** Begin **

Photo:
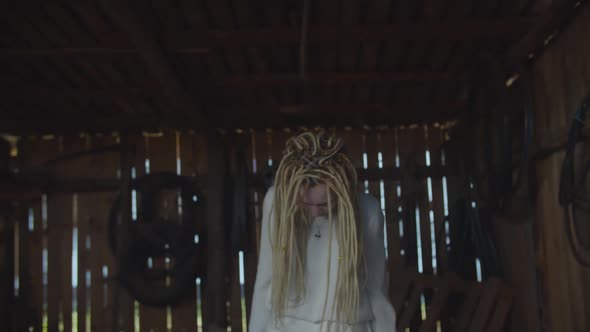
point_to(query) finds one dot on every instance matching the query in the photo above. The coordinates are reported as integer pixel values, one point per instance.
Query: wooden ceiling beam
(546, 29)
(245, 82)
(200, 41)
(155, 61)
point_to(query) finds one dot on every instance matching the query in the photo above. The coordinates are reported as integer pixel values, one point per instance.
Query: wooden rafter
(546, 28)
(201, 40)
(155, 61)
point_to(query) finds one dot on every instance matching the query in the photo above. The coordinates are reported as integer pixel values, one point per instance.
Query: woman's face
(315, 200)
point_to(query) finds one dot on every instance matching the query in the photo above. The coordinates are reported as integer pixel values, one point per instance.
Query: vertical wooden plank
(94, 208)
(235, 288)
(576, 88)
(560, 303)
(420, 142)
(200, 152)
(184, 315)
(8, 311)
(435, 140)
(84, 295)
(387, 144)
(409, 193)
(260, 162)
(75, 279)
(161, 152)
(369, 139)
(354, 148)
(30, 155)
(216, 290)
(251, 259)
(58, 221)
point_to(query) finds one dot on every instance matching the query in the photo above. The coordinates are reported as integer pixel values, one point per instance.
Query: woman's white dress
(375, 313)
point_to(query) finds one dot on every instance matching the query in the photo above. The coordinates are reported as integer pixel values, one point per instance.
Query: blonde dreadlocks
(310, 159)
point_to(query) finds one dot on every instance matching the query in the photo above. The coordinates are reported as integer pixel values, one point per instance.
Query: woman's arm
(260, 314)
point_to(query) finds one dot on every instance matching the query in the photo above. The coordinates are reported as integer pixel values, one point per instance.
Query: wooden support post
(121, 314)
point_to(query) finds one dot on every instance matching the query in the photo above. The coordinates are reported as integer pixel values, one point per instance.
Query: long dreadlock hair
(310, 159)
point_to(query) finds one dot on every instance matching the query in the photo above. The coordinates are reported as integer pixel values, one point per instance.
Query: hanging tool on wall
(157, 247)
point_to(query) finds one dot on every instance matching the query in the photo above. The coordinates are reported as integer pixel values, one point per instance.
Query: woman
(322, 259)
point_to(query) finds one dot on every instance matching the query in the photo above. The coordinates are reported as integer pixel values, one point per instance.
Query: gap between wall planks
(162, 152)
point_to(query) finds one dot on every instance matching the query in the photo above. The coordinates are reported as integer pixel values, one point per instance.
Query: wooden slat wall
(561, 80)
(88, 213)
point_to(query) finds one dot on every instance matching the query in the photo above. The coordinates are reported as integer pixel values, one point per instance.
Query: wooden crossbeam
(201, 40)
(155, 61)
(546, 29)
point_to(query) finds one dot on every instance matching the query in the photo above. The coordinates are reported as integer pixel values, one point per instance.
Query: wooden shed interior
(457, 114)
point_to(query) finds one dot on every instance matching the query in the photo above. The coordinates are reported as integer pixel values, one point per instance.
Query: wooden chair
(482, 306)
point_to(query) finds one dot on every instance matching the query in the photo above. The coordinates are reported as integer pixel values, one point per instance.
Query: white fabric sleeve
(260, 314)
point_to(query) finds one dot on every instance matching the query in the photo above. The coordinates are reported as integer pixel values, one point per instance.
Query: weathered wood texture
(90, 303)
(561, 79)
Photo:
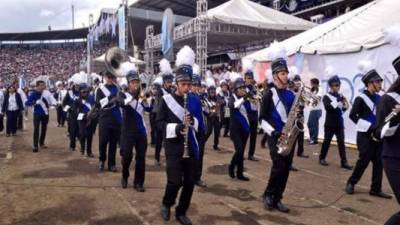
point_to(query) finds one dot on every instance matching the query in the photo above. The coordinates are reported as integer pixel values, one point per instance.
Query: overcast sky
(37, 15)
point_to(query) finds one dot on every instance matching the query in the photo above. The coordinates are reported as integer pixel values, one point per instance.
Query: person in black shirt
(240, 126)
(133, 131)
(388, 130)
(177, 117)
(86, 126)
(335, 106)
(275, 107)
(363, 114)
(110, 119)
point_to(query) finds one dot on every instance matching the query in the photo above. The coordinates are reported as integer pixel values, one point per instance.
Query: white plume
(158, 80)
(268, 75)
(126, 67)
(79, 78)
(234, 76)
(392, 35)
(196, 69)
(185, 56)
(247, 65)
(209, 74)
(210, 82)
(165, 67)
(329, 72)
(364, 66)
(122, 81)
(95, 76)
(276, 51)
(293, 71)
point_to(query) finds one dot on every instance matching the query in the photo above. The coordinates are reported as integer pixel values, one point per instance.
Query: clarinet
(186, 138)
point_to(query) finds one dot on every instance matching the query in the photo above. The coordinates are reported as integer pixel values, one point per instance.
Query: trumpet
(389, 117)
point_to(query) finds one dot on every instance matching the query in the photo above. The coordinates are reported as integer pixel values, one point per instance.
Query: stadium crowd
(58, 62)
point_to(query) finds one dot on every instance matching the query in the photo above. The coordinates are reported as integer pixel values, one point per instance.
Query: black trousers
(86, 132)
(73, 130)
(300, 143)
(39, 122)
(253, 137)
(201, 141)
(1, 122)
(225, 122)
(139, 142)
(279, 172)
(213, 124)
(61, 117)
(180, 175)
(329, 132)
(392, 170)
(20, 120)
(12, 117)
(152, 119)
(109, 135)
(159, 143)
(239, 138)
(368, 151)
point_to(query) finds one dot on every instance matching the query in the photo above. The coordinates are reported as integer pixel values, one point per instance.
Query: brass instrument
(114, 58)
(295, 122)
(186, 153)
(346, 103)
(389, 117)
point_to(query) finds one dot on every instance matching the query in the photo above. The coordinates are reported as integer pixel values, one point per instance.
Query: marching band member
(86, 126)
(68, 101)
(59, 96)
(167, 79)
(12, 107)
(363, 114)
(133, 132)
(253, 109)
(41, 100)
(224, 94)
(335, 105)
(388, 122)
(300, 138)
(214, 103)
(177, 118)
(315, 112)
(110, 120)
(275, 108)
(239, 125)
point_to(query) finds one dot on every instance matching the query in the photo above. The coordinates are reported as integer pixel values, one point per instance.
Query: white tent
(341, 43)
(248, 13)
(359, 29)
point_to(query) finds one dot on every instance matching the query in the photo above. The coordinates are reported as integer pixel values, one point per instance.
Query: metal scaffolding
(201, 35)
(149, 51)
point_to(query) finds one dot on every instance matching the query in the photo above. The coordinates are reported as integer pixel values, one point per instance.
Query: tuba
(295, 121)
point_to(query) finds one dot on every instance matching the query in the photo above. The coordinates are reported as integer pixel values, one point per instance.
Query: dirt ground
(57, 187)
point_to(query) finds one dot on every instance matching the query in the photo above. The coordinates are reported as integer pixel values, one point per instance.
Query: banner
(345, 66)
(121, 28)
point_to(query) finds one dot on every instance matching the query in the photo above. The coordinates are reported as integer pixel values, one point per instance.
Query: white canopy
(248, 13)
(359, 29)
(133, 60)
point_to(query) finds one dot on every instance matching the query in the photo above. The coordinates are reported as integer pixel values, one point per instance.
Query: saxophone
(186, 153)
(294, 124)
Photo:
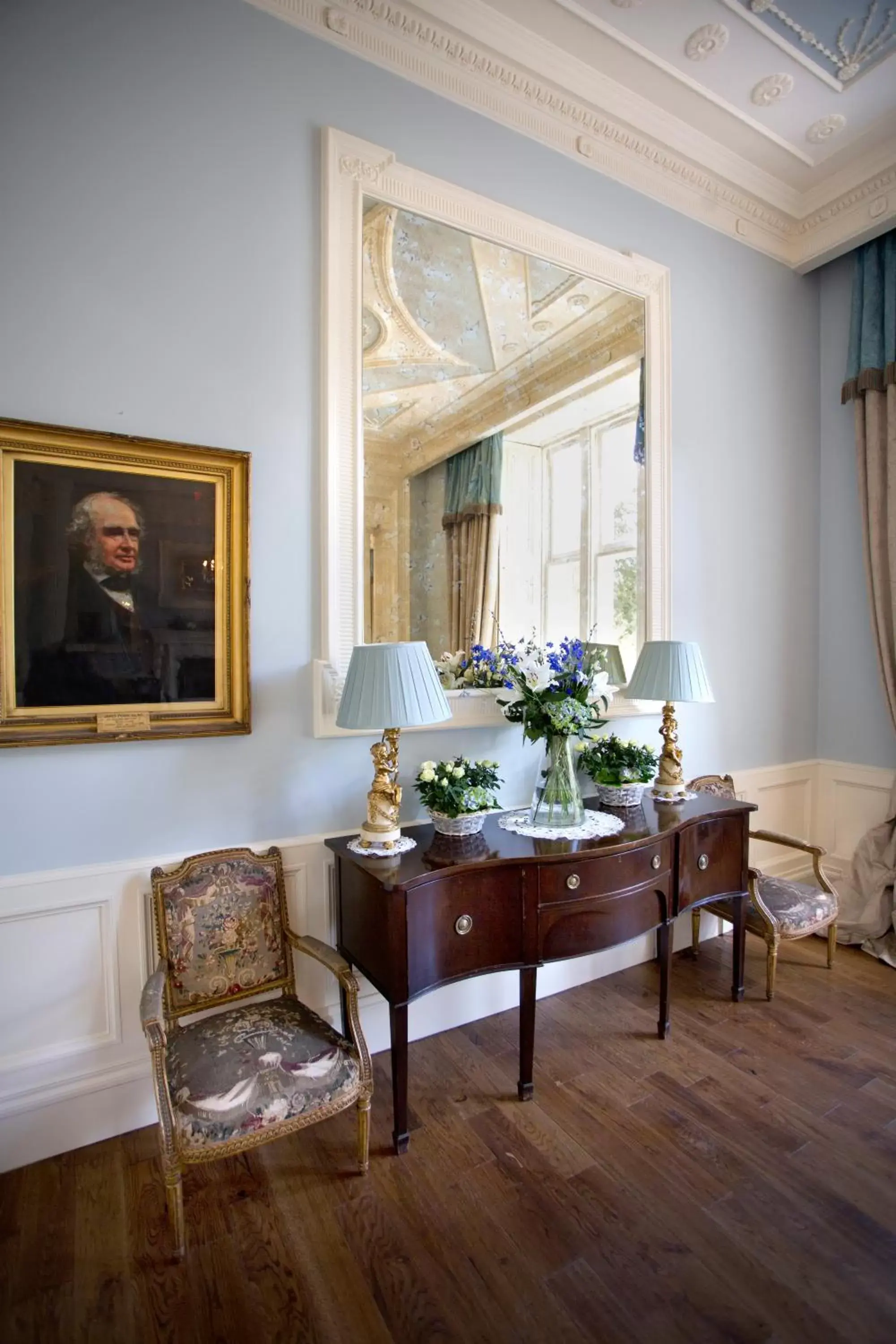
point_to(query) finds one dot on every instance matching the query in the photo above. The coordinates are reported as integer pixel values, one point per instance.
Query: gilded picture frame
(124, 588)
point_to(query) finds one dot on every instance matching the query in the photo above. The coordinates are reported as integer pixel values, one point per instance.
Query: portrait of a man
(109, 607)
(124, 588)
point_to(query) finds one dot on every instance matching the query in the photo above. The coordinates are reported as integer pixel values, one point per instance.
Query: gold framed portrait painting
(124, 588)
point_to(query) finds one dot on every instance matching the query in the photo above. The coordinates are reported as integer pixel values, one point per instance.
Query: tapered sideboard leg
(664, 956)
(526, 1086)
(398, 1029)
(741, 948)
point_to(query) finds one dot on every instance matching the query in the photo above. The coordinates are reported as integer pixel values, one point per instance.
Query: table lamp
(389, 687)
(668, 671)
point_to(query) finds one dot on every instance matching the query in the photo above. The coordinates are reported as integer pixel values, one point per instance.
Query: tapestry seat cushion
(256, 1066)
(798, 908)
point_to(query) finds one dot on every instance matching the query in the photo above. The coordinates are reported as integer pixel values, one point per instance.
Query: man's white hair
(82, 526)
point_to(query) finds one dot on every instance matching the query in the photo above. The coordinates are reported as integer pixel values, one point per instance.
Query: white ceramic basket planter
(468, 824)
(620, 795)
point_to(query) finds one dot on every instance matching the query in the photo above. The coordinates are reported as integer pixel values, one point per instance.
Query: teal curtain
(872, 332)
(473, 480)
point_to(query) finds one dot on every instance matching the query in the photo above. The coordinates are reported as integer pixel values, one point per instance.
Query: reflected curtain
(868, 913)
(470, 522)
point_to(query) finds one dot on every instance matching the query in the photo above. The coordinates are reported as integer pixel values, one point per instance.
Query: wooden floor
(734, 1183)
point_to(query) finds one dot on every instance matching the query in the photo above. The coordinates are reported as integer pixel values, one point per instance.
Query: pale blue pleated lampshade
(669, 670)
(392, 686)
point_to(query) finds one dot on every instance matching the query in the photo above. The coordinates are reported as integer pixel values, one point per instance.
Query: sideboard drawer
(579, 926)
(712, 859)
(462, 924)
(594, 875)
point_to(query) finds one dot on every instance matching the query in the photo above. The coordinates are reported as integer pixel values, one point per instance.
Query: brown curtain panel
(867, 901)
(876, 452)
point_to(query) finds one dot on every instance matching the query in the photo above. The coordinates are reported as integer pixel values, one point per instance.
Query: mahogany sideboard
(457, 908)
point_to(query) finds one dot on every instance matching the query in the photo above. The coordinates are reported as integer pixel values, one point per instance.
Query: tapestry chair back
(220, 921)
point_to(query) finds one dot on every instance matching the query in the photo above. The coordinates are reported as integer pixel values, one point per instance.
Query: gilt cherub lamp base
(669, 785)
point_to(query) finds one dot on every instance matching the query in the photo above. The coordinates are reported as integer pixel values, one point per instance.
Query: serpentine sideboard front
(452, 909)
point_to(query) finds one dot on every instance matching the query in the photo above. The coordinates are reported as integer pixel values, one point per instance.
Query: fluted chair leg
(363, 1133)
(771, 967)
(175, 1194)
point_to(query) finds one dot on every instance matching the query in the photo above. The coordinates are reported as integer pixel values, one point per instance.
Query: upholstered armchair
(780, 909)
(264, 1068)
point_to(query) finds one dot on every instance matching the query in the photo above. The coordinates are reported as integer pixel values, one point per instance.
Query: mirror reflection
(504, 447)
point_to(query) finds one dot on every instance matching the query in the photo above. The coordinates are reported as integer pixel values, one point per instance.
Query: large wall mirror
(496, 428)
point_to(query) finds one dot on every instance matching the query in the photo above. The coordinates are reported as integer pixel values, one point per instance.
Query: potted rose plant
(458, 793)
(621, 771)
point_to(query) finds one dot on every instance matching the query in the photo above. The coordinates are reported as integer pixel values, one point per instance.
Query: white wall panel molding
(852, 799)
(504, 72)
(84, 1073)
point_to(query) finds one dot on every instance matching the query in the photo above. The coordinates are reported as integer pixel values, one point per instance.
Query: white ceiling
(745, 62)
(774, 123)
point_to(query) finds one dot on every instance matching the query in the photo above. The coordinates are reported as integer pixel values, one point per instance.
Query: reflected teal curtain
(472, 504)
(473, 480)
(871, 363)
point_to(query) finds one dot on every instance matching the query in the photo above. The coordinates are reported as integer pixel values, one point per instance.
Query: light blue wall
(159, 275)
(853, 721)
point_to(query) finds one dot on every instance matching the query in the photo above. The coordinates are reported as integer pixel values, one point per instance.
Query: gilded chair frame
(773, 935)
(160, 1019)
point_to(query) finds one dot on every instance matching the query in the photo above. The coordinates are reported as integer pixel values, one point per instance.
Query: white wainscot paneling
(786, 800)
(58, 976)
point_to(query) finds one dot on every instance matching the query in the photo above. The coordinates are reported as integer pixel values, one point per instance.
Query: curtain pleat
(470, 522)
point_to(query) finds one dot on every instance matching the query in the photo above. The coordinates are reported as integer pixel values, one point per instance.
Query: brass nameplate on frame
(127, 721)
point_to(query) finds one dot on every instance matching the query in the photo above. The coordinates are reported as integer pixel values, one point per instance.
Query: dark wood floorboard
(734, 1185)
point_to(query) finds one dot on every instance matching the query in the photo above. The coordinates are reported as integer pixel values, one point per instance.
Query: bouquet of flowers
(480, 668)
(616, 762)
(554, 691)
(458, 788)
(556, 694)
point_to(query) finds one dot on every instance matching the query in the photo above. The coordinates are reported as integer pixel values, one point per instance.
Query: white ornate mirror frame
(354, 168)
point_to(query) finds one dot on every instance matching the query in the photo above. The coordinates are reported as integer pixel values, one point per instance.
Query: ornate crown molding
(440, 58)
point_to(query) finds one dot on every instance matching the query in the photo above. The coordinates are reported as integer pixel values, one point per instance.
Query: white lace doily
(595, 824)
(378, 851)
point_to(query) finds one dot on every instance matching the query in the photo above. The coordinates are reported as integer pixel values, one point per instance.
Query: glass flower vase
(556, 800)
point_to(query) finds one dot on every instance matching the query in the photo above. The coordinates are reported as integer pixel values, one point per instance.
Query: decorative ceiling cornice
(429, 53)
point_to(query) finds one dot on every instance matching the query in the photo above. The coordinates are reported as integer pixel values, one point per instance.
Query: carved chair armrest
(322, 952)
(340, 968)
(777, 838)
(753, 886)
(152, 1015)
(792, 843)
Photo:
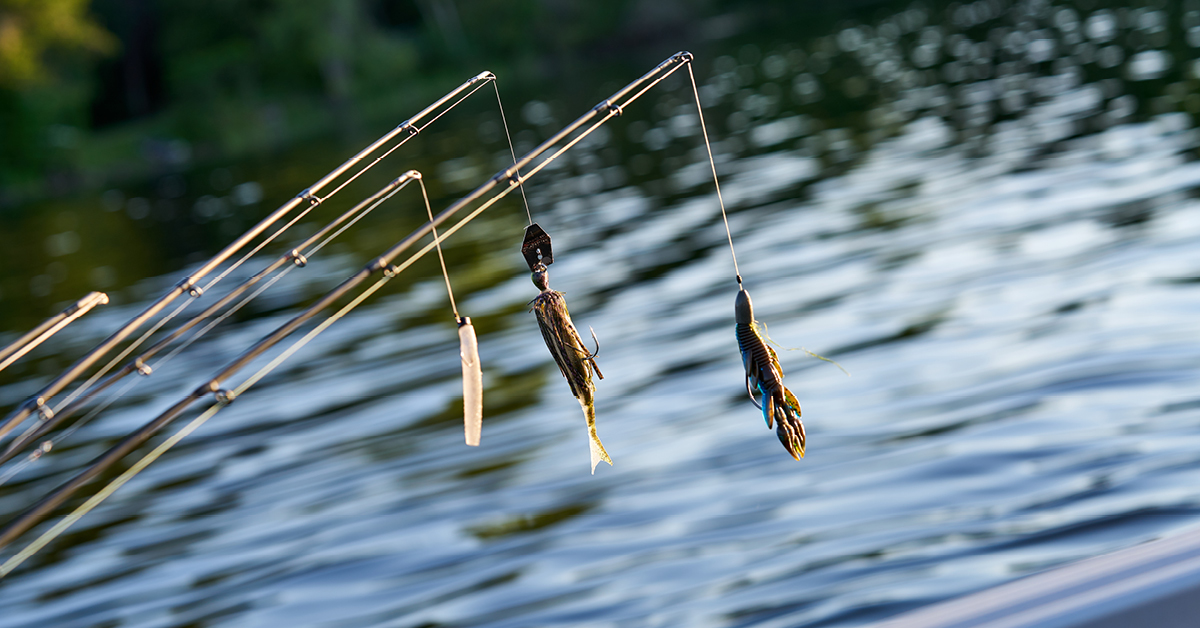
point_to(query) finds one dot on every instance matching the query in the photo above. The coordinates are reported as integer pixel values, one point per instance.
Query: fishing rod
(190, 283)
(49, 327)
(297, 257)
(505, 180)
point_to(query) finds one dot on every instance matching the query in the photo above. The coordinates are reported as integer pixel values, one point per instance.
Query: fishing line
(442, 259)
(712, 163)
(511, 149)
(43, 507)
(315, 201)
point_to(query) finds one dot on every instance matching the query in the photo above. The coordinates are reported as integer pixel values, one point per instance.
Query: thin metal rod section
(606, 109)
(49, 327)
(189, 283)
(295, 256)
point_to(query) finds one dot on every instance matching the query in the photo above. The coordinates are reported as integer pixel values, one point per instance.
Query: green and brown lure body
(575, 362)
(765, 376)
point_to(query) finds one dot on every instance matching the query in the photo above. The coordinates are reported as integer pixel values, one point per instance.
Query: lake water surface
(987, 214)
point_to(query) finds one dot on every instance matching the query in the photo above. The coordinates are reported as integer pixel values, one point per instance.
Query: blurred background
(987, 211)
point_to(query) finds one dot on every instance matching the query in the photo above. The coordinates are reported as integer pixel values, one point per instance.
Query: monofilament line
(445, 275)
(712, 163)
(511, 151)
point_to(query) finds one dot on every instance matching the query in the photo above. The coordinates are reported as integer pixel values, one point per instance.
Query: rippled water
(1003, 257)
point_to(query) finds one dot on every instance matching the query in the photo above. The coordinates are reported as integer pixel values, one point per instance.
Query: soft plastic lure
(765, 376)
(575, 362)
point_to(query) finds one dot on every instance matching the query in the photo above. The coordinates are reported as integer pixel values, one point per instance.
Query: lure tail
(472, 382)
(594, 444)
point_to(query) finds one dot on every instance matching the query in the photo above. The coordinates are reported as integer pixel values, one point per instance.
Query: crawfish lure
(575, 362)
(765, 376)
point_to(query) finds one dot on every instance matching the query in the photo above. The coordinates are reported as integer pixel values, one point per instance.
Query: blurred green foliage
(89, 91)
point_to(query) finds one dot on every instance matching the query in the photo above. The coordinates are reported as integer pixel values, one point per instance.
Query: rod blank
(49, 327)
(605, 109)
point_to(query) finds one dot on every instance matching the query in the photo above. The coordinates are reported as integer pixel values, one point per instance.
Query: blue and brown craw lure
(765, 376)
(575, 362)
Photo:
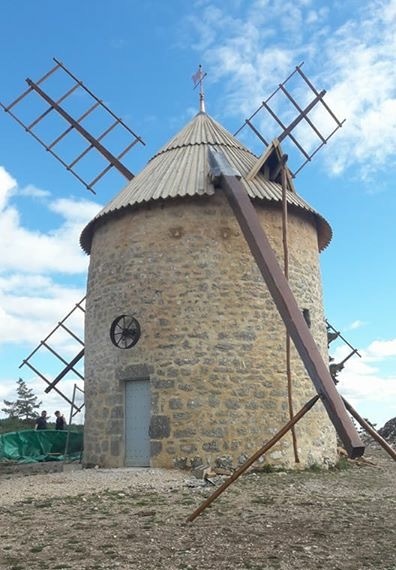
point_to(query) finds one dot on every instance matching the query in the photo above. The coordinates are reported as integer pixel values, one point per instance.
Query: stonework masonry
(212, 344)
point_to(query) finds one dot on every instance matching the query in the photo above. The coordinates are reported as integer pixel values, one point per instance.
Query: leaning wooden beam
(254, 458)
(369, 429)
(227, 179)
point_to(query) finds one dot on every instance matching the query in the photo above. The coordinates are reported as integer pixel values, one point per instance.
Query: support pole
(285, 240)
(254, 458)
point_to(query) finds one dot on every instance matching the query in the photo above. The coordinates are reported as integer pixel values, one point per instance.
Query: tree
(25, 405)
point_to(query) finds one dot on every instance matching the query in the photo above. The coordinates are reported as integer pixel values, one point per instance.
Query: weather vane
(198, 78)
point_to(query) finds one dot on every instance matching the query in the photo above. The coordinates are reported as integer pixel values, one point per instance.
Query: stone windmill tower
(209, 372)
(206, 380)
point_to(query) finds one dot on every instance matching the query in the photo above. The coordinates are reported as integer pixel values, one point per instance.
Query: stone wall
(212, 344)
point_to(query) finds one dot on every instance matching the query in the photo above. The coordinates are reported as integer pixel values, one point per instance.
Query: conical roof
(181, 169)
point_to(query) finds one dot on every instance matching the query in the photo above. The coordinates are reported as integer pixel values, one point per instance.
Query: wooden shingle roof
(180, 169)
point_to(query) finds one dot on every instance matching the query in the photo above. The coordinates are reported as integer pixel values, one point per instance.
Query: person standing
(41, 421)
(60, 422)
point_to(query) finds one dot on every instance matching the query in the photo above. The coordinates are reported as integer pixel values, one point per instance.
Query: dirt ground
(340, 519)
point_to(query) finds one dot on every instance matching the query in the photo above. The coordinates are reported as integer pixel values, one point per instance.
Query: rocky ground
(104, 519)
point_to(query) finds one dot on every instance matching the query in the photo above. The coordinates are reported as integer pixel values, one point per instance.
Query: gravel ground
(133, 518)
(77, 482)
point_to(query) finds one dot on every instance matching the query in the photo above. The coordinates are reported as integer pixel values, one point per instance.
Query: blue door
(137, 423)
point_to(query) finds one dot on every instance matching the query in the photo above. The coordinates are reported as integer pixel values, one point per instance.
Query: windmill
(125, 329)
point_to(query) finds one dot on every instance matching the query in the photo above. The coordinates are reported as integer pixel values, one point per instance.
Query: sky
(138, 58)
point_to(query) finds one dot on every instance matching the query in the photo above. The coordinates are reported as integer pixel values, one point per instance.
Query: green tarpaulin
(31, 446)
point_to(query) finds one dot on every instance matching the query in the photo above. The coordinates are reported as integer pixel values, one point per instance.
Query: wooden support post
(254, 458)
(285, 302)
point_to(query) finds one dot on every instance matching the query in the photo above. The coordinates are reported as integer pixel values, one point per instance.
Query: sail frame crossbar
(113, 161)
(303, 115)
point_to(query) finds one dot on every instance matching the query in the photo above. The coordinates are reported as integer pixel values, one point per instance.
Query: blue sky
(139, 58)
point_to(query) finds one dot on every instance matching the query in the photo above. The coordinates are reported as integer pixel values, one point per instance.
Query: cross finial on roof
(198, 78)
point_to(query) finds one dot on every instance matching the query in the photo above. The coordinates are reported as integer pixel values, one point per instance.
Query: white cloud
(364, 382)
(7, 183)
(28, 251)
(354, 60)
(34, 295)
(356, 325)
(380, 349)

** End **

> GIVEN INSTRUCTION
Show every line of the items above that contains the word "curtain", copying each one unchanged.

> TASK RESULT
Query: teal curtain
Query: reflected curtain
Query: brown curtain panel
Query: reflected teal curtain
Query: curtain pleat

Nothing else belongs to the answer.